Rewrite the entries from the start up to and including the line with "point(211, 519)", requests included, and shift every coordinate in the answer points by -113.

_Exercise input_
***

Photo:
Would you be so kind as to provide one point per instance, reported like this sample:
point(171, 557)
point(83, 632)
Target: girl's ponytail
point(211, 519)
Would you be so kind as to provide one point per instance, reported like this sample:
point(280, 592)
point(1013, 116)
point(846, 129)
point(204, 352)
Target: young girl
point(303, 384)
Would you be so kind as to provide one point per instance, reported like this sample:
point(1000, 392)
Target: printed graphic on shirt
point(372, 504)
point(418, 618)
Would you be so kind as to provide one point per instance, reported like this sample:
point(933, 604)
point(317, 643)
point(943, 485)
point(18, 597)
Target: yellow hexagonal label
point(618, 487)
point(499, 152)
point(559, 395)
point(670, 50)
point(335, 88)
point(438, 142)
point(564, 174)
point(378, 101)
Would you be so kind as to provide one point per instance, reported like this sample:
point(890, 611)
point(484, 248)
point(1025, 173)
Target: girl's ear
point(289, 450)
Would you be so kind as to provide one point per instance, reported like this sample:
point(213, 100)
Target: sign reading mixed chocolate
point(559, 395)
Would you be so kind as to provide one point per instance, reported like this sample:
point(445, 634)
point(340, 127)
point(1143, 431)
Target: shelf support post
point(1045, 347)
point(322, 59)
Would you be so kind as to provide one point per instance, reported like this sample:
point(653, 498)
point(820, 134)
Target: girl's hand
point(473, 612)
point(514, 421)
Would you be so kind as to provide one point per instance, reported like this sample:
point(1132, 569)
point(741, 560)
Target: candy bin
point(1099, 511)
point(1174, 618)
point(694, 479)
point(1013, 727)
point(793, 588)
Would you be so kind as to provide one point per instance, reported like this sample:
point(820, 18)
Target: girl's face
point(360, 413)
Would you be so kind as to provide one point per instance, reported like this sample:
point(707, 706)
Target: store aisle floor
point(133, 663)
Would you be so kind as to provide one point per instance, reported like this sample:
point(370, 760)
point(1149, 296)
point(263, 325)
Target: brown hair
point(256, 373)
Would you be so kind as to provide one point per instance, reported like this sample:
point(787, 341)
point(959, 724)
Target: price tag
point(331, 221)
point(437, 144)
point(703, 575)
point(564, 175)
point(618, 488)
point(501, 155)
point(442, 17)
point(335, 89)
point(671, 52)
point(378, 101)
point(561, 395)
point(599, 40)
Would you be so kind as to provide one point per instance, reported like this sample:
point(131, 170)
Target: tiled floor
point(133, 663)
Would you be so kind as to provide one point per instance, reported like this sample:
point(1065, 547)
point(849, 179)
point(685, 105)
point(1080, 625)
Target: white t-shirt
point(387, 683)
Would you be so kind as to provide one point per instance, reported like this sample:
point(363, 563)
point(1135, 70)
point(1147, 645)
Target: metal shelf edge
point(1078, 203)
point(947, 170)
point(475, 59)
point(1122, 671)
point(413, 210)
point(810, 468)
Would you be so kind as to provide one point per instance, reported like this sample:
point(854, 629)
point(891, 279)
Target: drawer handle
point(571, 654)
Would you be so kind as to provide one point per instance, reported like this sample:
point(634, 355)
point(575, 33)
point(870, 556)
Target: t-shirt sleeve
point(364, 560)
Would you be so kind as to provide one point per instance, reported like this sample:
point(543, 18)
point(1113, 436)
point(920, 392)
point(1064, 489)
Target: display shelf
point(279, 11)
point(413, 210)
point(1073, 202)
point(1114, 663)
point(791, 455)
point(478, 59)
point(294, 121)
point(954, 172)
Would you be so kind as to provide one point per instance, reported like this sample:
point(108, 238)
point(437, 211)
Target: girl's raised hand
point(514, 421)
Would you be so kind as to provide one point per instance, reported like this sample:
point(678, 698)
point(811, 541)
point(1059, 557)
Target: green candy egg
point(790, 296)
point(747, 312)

***

_Solution below_
Photo:
Would you be so kind as to provide one point per instance, reported like this sample:
point(171, 557)
point(83, 632)
Target: girl's ponytail
point(98, 406)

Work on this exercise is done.